(Records from a data collection)

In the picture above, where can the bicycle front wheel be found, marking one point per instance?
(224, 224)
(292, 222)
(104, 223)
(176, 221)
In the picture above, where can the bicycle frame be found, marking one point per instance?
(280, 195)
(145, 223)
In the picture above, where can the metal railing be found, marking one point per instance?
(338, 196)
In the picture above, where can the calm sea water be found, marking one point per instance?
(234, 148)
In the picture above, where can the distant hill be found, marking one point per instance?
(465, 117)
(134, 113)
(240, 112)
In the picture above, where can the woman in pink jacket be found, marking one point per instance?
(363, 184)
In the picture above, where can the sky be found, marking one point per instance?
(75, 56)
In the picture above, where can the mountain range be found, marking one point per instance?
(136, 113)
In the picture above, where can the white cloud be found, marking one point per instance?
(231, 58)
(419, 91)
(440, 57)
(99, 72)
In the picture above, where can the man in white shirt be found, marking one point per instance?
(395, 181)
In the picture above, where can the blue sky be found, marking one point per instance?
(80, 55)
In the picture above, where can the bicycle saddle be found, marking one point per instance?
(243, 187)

Exercise objective:
Return every line above exactly as it stands.

Task response:
In the picture above, where can the bicycle front wheel be found, marking one point per instance?
(224, 224)
(292, 222)
(104, 223)
(176, 221)
In the picture above, where can the bicycle frame be found, marking one point per instance?
(280, 195)
(145, 223)
In the picture above, where can the metal railing be found, marking one point per instance?
(338, 196)
In the picture above, where can the calm sea water be found, marking one point per instance?
(234, 148)
In the picture above, where can the distant hill be found, marking one point per instance?
(465, 117)
(134, 113)
(240, 112)
In the picture above, where can the woman in pink jacket be found, marking one point per instance?
(363, 184)
In the picture above, where can the sky be found, marking one point per instance?
(75, 56)
In the picture above, where can the mountain range be found, marking one point per instance?
(136, 113)
In the picture above, where can the white cloud be found, marking one point per instance?
(231, 58)
(419, 91)
(440, 57)
(99, 72)
In the picture above, where can the man in white shirt be found, marking one point per instance?
(395, 181)
In the picture above, where can the blue sky be found, marking one point per instance?
(80, 55)
In the picture above, where can the bicycle saddle be found, marking one point per instance?
(243, 187)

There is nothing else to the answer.